Dataset items:
━━━
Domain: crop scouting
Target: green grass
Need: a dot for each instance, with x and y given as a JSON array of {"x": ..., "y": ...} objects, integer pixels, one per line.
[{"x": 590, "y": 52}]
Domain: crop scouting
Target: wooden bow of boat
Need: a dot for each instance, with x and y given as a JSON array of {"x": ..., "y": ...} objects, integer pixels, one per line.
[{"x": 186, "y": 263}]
━━━
#### PROBLEM TO SOLVE:
Reproduce the data above, substituting "point" for every occurrence of "dot" and leaving all other text unchanged.

#### PROBLEM SOLUTION:
Domain: crop scouting
Target: green grass
Need: a point for each instance, with x and y given as a JSON array of {"x": ..., "y": ...} objects, integer pixels, one per line.
[{"x": 590, "y": 52}]
Domain: crop scouting
Target: wooden bow of boat
Need: a point for each instance, with x and y given as a JSON array of {"x": ..., "y": ...} objects, integer pixels, one per line.
[{"x": 186, "y": 263}]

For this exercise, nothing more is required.